Dataset items:
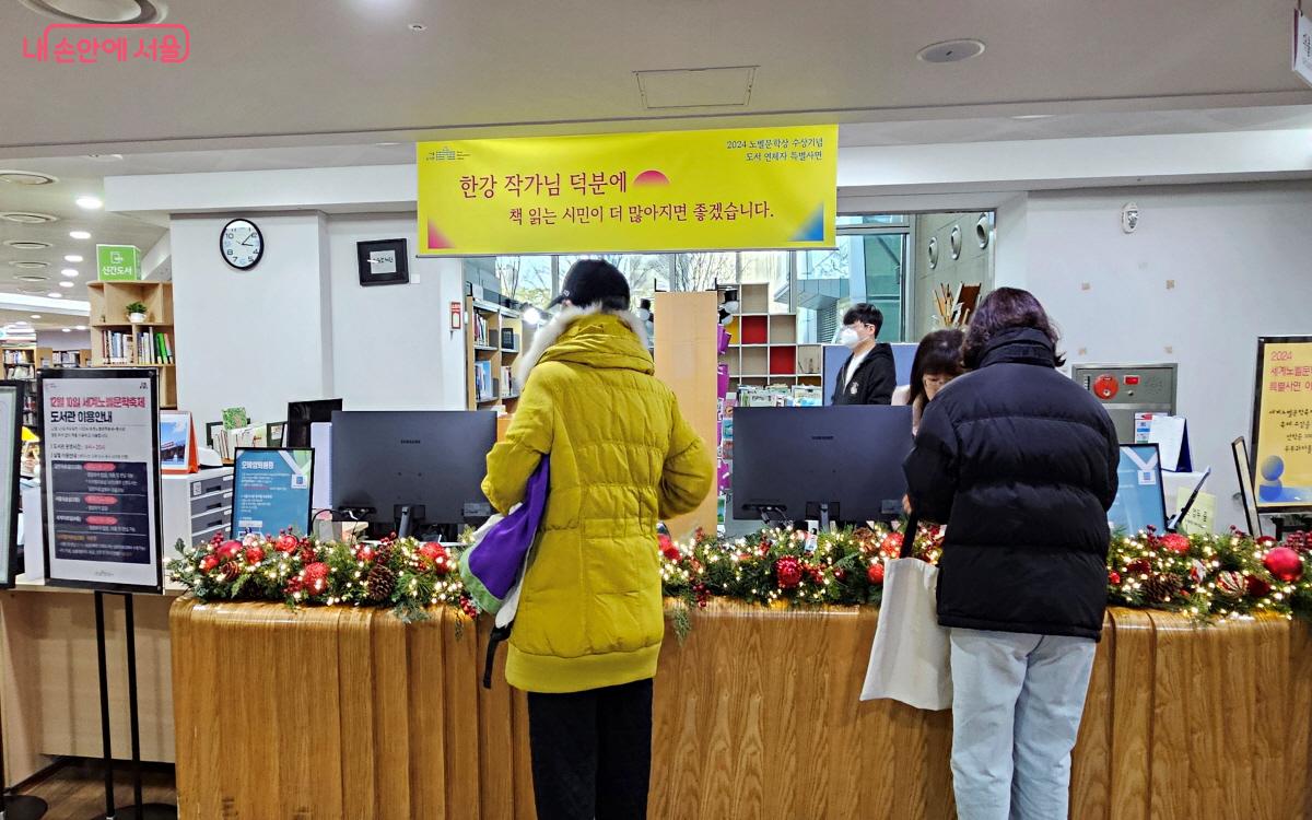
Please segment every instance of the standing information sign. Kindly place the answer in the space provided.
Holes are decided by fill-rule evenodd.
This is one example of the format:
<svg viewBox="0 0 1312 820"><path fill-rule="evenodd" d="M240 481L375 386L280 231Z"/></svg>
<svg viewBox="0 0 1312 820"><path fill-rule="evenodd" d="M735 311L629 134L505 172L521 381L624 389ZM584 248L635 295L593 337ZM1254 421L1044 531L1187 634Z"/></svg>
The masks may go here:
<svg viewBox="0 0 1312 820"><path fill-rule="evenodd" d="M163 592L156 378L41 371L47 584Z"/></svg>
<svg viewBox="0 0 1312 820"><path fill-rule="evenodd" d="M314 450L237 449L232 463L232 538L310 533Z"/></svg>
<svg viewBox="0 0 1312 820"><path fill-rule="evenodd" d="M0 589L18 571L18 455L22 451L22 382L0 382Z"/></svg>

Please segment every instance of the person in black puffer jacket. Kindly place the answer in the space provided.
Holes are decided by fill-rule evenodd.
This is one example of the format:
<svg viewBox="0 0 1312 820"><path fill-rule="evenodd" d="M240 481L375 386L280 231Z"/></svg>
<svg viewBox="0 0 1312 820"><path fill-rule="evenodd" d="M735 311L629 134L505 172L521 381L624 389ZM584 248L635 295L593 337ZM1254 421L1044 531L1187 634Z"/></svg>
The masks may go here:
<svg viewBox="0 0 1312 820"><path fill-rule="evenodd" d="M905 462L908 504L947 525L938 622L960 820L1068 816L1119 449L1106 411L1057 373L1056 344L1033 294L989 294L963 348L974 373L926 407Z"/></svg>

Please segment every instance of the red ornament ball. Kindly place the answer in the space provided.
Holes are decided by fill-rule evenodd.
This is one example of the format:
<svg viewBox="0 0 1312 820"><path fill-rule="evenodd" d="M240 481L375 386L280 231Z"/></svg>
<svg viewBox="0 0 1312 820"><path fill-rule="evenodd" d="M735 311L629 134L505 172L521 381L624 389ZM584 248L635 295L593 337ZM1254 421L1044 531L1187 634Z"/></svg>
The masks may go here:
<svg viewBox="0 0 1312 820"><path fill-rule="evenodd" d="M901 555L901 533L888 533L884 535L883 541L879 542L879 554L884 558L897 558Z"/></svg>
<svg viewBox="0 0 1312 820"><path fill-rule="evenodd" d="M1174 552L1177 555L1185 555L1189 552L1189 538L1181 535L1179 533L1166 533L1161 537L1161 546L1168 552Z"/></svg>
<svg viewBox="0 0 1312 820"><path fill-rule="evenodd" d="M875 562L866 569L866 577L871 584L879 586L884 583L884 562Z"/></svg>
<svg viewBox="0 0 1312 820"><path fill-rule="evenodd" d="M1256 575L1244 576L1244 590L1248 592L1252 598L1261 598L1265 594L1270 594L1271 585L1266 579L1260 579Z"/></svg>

WHAT YOU NEED TO DO :: Rewrite the material above with "The masks may go here" changed to "Put the masks here" throughout, leaving every other line as it is and omitting the pictures.

PROBLEM SOLUTION ::
Please segment every instance of the standing information sign. Kindly place the answer in the space provided.
Holes are decided by fill-rule evenodd.
This is one example of the format:
<svg viewBox="0 0 1312 820"><path fill-rule="evenodd" d="M240 481L375 386L280 231Z"/></svg>
<svg viewBox="0 0 1312 820"><path fill-rule="evenodd" d="M735 311L629 134L505 172L521 381L624 389ZM584 248L635 295L593 337ZM1254 421L1044 531L1187 634Z"/></svg>
Put the masks here:
<svg viewBox="0 0 1312 820"><path fill-rule="evenodd" d="M163 592L156 378L41 371L47 584Z"/></svg>
<svg viewBox="0 0 1312 820"><path fill-rule="evenodd" d="M314 450L237 449L232 463L232 538L310 533Z"/></svg>
<svg viewBox="0 0 1312 820"><path fill-rule="evenodd" d="M0 589L18 571L18 455L22 451L22 382L0 382Z"/></svg>

Please segment every instance of the person in black puffer jacket. Kindly place the answer in the space provided.
Holes are decided by fill-rule evenodd.
This is one example of the format:
<svg viewBox="0 0 1312 820"><path fill-rule="evenodd" d="M240 481L375 386L280 231Z"/></svg>
<svg viewBox="0 0 1312 820"><path fill-rule="evenodd" d="M735 311L629 134L505 172L521 381L624 389ZM584 248L635 295L593 337ZM1254 421L1044 531L1187 634Z"/></svg>
Put the masks here:
<svg viewBox="0 0 1312 820"><path fill-rule="evenodd" d="M905 462L908 504L947 525L938 622L960 820L1068 816L1119 449L1106 411L1057 373L1056 344L1033 294L989 294L963 348L974 373L926 407Z"/></svg>

Please segment every instance of the red ornament ball. Kindly place the answer in the space provided.
Holes are decided by fill-rule evenodd.
This is one example of the format:
<svg viewBox="0 0 1312 820"><path fill-rule="evenodd" d="M240 481L375 386L280 231Z"/></svg>
<svg viewBox="0 0 1312 820"><path fill-rule="evenodd" d="M735 311L629 134L505 172L521 381L624 389ZM584 248L635 295L593 337ZM1254 421L1044 531L1187 634Z"/></svg>
Put the masks here:
<svg viewBox="0 0 1312 820"><path fill-rule="evenodd" d="M901 555L901 533L888 533L884 535L883 541L879 542L879 554L884 558L897 558Z"/></svg>
<svg viewBox="0 0 1312 820"><path fill-rule="evenodd" d="M1174 552L1177 555L1185 555L1189 552L1189 538L1181 535L1179 533L1166 533L1161 537L1161 546L1168 552Z"/></svg>
<svg viewBox="0 0 1312 820"><path fill-rule="evenodd" d="M875 562L866 569L866 577L871 584L879 586L884 583L884 562Z"/></svg>
<svg viewBox="0 0 1312 820"><path fill-rule="evenodd" d="M1256 575L1244 576L1244 590L1248 592L1252 598L1261 598L1265 594L1270 594L1271 585L1266 579L1260 579Z"/></svg>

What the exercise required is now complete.